PROMPT — Please copy each line of the listing below precisely, excluding the images.

WORKING DATA —
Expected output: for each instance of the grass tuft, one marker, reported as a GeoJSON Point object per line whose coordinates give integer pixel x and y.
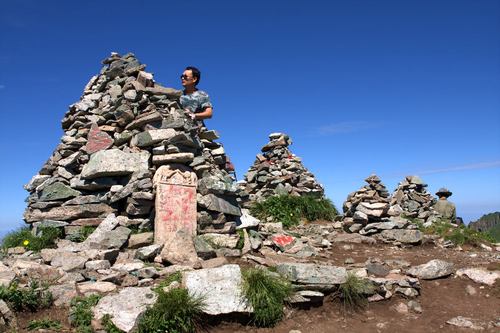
{"type": "Point", "coordinates": [24, 237]}
{"type": "Point", "coordinates": [80, 314]}
{"type": "Point", "coordinates": [290, 209]}
{"type": "Point", "coordinates": [44, 323]}
{"type": "Point", "coordinates": [109, 326]}
{"type": "Point", "coordinates": [175, 312]}
{"type": "Point", "coordinates": [32, 298]}
{"type": "Point", "coordinates": [352, 293]}
{"type": "Point", "coordinates": [458, 235]}
{"type": "Point", "coordinates": [267, 294]}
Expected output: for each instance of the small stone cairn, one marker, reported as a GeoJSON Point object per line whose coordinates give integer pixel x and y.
{"type": "Point", "coordinates": [368, 211]}
{"type": "Point", "coordinates": [277, 171]}
{"type": "Point", "coordinates": [369, 204]}
{"type": "Point", "coordinates": [411, 199]}
{"type": "Point", "coordinates": [122, 130]}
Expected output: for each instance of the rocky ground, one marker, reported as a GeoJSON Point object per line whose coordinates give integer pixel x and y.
{"type": "Point", "coordinates": [458, 282]}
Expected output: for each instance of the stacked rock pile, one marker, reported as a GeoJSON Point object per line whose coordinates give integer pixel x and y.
{"type": "Point", "coordinates": [368, 211]}
{"type": "Point", "coordinates": [277, 171]}
{"type": "Point", "coordinates": [411, 199]}
{"type": "Point", "coordinates": [124, 127]}
{"type": "Point", "coordinates": [369, 204]}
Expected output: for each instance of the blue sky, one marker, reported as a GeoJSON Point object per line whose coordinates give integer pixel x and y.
{"type": "Point", "coordinates": [391, 87]}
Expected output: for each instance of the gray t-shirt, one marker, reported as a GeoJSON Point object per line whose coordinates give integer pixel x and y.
{"type": "Point", "coordinates": [195, 102]}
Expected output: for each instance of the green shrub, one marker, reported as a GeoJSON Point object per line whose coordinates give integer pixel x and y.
{"type": "Point", "coordinates": [352, 293]}
{"type": "Point", "coordinates": [266, 293]}
{"type": "Point", "coordinates": [458, 235]}
{"type": "Point", "coordinates": [24, 237]}
{"type": "Point", "coordinates": [175, 312]}
{"type": "Point", "coordinates": [290, 209]}
{"type": "Point", "coordinates": [177, 276]}
{"type": "Point", "coordinates": [108, 325]}
{"type": "Point", "coordinates": [44, 324]}
{"type": "Point", "coordinates": [241, 240]}
{"type": "Point", "coordinates": [34, 297]}
{"type": "Point", "coordinates": [80, 314]}
{"type": "Point", "coordinates": [82, 235]}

RESULT FOR THIS TASK —
Expected output: for each instance of the grass tuft, one marker, reported as a GeoJSON Point object per line whose coordinates give integer pixel x and y.
{"type": "Point", "coordinates": [24, 237]}
{"type": "Point", "coordinates": [80, 314]}
{"type": "Point", "coordinates": [290, 209]}
{"type": "Point", "coordinates": [44, 323]}
{"type": "Point", "coordinates": [109, 326]}
{"type": "Point", "coordinates": [175, 312]}
{"type": "Point", "coordinates": [32, 298]}
{"type": "Point", "coordinates": [352, 293]}
{"type": "Point", "coordinates": [458, 235]}
{"type": "Point", "coordinates": [267, 294]}
Expected output: for each instance of the small stone cairn, one marker, reported as a GeoJSON Point object per line whose coordinates give integer pixel x and y.
{"type": "Point", "coordinates": [368, 211]}
{"type": "Point", "coordinates": [277, 171]}
{"type": "Point", "coordinates": [369, 204]}
{"type": "Point", "coordinates": [411, 199]}
{"type": "Point", "coordinates": [122, 130]}
Expected output: for each instance of the rocky ground, one marker, reported as a GeoJSON Point object per line whose coordinates give integer pixel x and y.
{"type": "Point", "coordinates": [458, 282]}
Expected output: for each instance of the stacked rock pile, one marker, reported as a GeoJSON Point object per line whose coordinates give integer pixel x and y.
{"type": "Point", "coordinates": [368, 211]}
{"type": "Point", "coordinates": [277, 171]}
{"type": "Point", "coordinates": [411, 199]}
{"type": "Point", "coordinates": [124, 127]}
{"type": "Point", "coordinates": [369, 204]}
Expected output: for each instance of the blue sky, one marker, reported as a GeoJSON Point object per line whose coordinates give integer pixel x and y.
{"type": "Point", "coordinates": [391, 87]}
Expected output: for each instance of the gray t-shirt, one marker, reported as a GeoJSON Point object per line whose coordinates give integer pixel x and y.
{"type": "Point", "coordinates": [195, 102]}
Expected output: for each instance of the green shrub, one marker, reported as a GeoJSON Point object per line whose coordinates give integer pixel x and y.
{"type": "Point", "coordinates": [352, 293]}
{"type": "Point", "coordinates": [266, 293]}
{"type": "Point", "coordinates": [458, 235]}
{"type": "Point", "coordinates": [24, 237]}
{"type": "Point", "coordinates": [175, 312]}
{"type": "Point", "coordinates": [290, 209]}
{"type": "Point", "coordinates": [177, 276]}
{"type": "Point", "coordinates": [108, 325]}
{"type": "Point", "coordinates": [44, 324]}
{"type": "Point", "coordinates": [241, 240]}
{"type": "Point", "coordinates": [34, 297]}
{"type": "Point", "coordinates": [80, 314]}
{"type": "Point", "coordinates": [82, 235]}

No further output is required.